| Objetivo de la tarea |
Cita literalmente el fragmento del texto sobre la inteligencia artificial que va de "El problema del" a "de engolosinados inversores.", ambos incluidos.

Recrear la inteligencia humana no es negocio y nunca lo fue
La historia de la inteligencia artificial es una historia de fracasos. Casi desde el primer momento la disciplina estuvo enceguecida por un descomunal optimismo. "Intuición, entendimiento y aprendizaje ya no son exclusivos al ser humano: cualquier computadora de alta velocidad puede ser programada para exhibir estas características también", decía un ilusionado Herbert Simon, premio Nobel de economía, en 1958.
El problema del optimismo desmesurado en las disciplinas científicas es que generalmente llevan a hacer promesas quizá un poco excesivas. Como decía una tira del webcómic xkcd: si una tecnología está a 20 años de distancia, estará a 20 años para siempre. Esto no sería grave si las promesas no vinieran de la mano de excesivas sumas de dinero, de parte de engolosinados inversores.

| Datos registrados |
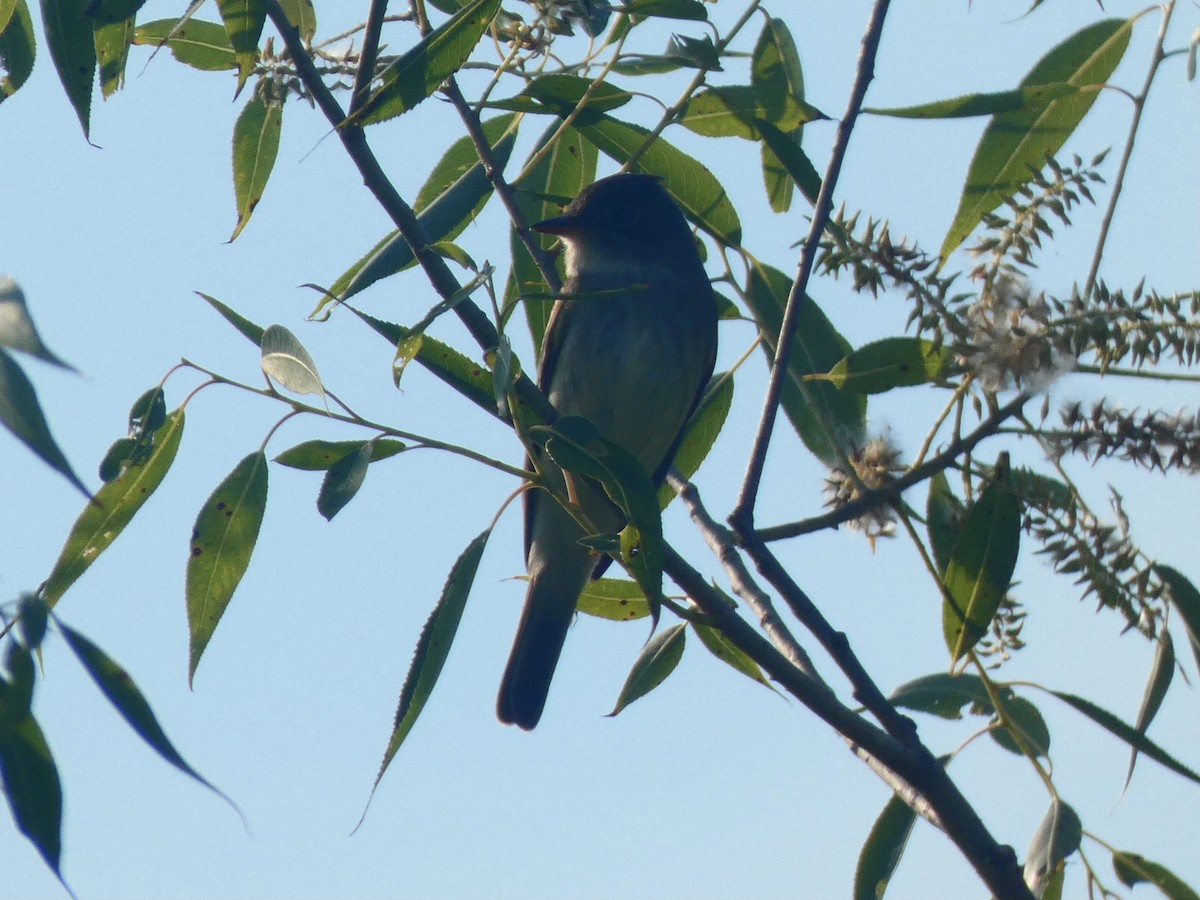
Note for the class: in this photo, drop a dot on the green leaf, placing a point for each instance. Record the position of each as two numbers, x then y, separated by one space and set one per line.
883 850
31 785
701 431
421 70
1186 601
342 481
1127 733
694 187
783 157
565 169
1134 868
451 197
729 653
113 42
117 684
467 377
1057 837
1161 675
826 419
323 455
286 360
256 143
113 508
17 51
732 112
892 363
687 10
303 15
69 34
201 45
249 330
658 659
22 414
616 599
982 565
1019 141
433 647
1027 99
244 22
222 543
943 519
943 695
1025 718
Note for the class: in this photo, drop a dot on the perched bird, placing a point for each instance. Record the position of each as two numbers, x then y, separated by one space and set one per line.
630 347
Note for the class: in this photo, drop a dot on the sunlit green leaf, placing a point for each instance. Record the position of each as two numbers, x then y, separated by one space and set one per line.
69 35
421 70
658 659
22 414
222 543
256 143
1019 141
982 565
201 45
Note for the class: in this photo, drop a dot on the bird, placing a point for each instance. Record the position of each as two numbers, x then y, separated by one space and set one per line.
630 346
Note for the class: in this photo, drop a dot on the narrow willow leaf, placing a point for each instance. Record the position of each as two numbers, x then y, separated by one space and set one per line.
563 171
1186 601
22 414
323 455
17 51
249 330
287 361
695 189
31 785
433 647
982 565
1161 675
883 850
303 15
1027 99
701 431
342 481
786 154
892 363
201 45
467 377
1019 141
658 659
1127 733
826 419
69 35
256 143
732 112
729 653
943 520
113 508
1057 837
451 197
222 543
121 691
244 22
1027 720
421 70
943 695
17 329
113 42
616 599
1134 868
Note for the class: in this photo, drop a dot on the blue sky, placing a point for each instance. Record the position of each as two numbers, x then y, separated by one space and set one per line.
709 787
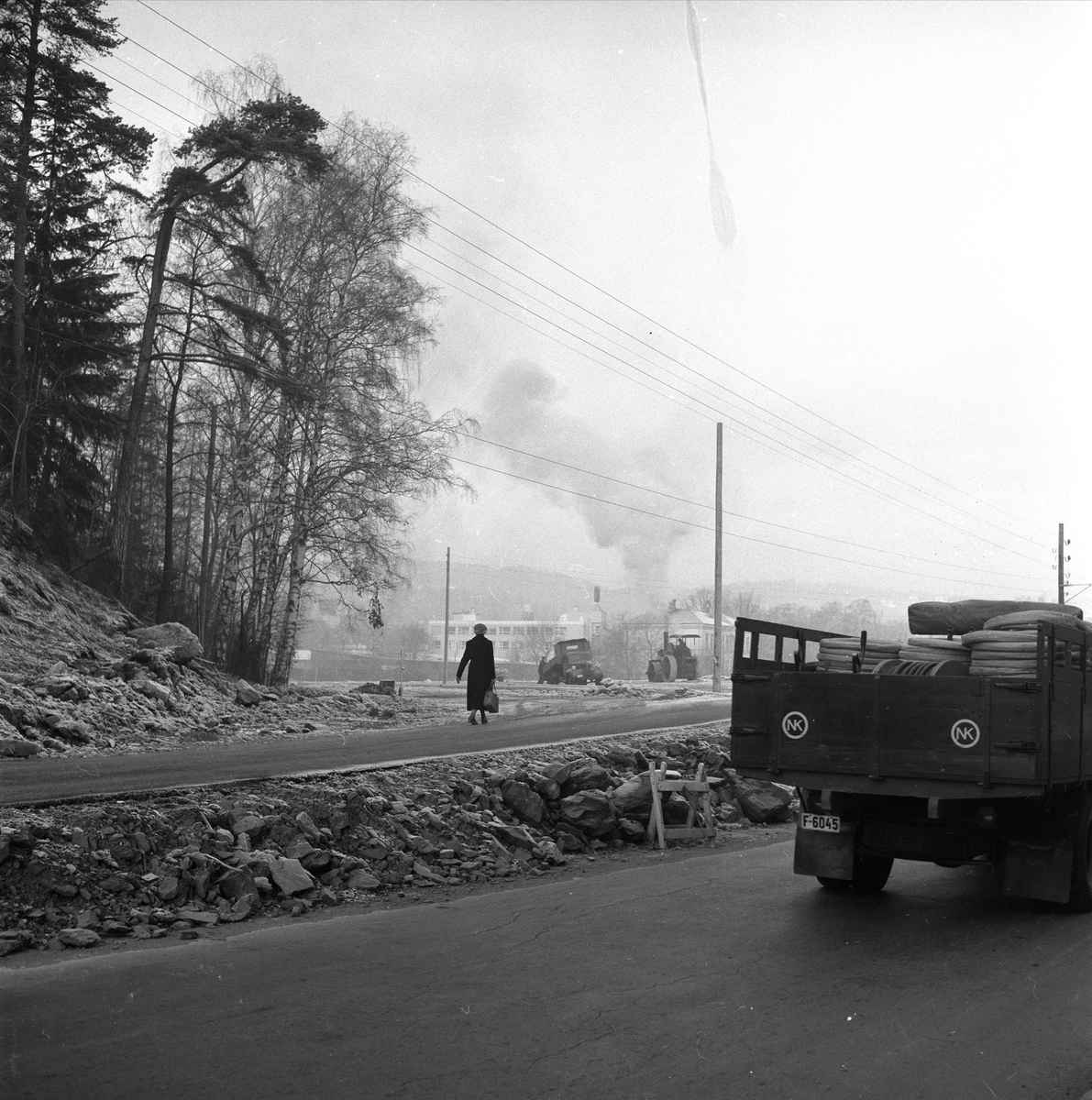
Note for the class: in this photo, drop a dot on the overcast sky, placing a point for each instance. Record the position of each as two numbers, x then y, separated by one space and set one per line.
896 339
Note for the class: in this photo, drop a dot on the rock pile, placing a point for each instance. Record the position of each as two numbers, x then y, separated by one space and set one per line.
159 696
71 877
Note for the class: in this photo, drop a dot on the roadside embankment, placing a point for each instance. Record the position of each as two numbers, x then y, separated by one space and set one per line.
171 864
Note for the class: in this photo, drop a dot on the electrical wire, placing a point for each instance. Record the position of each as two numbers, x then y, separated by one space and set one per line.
600 350
703 527
745 427
629 307
734 515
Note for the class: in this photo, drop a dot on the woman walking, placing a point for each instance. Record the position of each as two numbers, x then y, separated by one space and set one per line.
479 653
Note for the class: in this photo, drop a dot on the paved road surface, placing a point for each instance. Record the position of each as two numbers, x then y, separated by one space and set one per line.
23 781
721 976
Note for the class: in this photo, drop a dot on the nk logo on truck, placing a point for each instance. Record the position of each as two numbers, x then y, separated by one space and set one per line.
965 734
795 725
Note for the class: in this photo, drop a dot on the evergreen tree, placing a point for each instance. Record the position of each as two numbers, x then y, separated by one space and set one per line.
65 158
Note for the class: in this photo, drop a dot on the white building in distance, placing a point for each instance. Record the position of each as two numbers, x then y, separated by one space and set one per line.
514 641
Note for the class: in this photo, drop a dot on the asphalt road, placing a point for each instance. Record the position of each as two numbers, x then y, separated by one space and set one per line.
720 976
39 781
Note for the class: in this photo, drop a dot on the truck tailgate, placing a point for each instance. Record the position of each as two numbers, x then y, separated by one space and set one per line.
962 729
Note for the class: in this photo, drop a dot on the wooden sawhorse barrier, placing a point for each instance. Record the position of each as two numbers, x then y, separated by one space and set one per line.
691 790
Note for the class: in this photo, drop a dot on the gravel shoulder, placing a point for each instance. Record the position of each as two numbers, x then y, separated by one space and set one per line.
173 866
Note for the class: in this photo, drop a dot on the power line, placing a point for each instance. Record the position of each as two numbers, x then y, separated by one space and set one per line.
740 424
629 307
603 351
702 527
735 515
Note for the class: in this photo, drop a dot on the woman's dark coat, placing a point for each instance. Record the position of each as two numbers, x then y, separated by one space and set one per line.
482 671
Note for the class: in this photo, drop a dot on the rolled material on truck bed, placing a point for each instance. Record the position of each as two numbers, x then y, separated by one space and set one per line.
970 615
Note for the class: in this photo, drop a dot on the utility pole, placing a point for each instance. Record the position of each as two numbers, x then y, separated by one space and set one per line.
447 608
1061 564
718 554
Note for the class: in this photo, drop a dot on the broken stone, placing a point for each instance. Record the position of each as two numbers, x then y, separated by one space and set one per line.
15 747
241 908
237 884
116 884
634 797
361 880
585 776
514 835
181 644
78 938
631 830
761 801
308 829
290 875
246 696
317 863
248 825
547 787
170 888
589 811
524 802
199 917
152 690
423 872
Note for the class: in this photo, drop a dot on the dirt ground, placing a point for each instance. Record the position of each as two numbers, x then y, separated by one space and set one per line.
730 839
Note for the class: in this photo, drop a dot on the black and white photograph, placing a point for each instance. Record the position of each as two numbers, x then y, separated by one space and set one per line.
543 549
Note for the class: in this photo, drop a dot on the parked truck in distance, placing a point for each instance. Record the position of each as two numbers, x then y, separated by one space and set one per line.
572 664
676 660
951 769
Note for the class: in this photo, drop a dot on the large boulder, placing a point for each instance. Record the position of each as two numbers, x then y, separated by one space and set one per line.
78 938
247 696
290 875
17 747
237 883
546 786
525 803
516 836
762 802
591 812
633 798
585 776
179 643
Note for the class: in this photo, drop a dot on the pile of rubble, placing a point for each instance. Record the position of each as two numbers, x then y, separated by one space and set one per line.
72 875
634 691
160 693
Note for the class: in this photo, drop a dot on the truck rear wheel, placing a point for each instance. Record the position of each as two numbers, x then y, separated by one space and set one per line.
1080 892
871 873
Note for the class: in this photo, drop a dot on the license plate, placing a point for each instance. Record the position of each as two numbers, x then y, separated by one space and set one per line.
822 823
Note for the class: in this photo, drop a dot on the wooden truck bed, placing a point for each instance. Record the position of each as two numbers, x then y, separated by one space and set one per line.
977 736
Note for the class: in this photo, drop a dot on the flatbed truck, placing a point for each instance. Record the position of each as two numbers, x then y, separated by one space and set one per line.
949 769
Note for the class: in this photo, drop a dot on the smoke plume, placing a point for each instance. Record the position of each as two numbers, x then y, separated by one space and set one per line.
524 410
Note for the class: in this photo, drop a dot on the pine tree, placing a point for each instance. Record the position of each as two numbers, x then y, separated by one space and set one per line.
66 158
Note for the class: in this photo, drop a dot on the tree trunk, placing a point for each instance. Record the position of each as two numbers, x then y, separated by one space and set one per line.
19 386
272 562
204 584
286 644
130 443
225 642
164 604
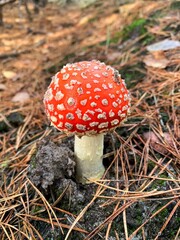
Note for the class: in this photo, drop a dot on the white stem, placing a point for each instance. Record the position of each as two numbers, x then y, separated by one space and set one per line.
89 152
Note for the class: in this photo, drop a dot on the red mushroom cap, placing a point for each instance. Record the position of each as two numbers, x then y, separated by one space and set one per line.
87 97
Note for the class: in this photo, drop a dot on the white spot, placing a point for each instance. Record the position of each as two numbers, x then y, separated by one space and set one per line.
71 101
86 117
90 111
114 122
104 102
93 124
59 96
95 81
108 68
123 115
83 102
60 107
105 74
125 97
110 85
97 90
102 116
98 110
124 108
97 97
111 95
65 76
73 82
80 91
60 116
69 126
93 104
53 119
69 116
60 125
96 67
67 86
79 114
104 86
50 107
83 75
81 127
111 113
103 125
63 70
48 96
74 74
97 75
88 85
119 101
115 104
56 79
119 113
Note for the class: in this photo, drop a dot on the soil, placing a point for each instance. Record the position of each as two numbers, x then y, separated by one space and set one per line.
138 197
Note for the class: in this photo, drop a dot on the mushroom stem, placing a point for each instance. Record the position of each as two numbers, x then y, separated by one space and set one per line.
89 152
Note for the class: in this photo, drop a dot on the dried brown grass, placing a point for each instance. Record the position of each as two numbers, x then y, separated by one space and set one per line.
20 199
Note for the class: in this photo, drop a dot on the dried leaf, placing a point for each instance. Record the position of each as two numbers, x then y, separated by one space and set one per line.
156 143
152 61
21 97
2 87
9 74
164 45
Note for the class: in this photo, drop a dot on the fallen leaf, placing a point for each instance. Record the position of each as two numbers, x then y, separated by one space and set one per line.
2 87
21 97
157 143
164 45
9 74
152 61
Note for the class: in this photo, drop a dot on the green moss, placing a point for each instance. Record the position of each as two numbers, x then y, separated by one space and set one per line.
175 5
137 27
132 74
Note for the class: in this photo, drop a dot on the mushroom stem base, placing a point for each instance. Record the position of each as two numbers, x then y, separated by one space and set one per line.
89 152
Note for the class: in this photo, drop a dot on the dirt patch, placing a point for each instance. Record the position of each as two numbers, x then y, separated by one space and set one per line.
51 163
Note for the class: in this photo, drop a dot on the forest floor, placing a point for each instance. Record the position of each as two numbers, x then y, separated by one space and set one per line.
138 197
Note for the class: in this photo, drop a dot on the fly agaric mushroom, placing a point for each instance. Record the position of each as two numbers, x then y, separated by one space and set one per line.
88 99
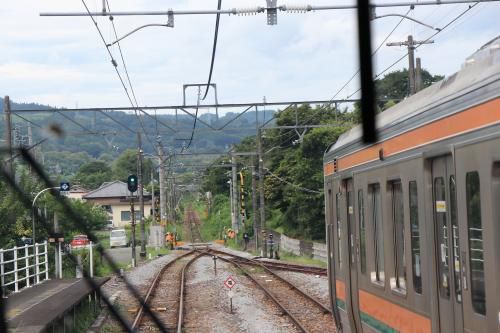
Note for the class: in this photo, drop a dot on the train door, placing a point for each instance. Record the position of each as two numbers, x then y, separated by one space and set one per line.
447 247
351 268
330 236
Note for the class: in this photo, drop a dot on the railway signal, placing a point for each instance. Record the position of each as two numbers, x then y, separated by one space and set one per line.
132 183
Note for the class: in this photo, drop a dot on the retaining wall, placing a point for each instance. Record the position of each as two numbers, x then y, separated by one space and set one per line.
300 247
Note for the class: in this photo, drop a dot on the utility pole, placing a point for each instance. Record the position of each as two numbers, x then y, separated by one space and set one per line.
411 44
141 194
418 75
8 134
261 189
234 185
153 192
161 171
254 206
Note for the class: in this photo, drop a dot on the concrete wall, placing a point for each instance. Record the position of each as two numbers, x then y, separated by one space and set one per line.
302 248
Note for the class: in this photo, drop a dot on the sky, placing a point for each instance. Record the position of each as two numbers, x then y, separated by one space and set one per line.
62 61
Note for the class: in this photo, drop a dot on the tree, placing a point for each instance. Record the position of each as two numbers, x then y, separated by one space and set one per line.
392 88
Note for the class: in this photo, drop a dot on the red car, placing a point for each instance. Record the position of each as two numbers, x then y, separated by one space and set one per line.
79 241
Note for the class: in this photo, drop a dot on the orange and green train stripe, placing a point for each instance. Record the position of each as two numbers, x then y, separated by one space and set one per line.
480 116
383 315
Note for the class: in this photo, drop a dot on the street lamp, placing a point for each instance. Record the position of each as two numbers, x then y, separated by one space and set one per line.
33 208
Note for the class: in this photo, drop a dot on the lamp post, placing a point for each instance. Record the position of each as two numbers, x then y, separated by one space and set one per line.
33 208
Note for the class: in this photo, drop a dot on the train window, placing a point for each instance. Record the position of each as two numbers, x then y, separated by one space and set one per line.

| Tarea resuelta |
El problema del optimismo desmesurado en las disciplinas científicas es que generalmente llevan a hacer promesas quizá un poco excesivas. Como decía una tira del webcómic xkcd: si una tecnología está a 20 años de distancia, estará a 20 años para siempre. Esto no sería grave si las promesas no vinieran de la mano de excesivas sumas de dinero, de parte de engolosinados inversores.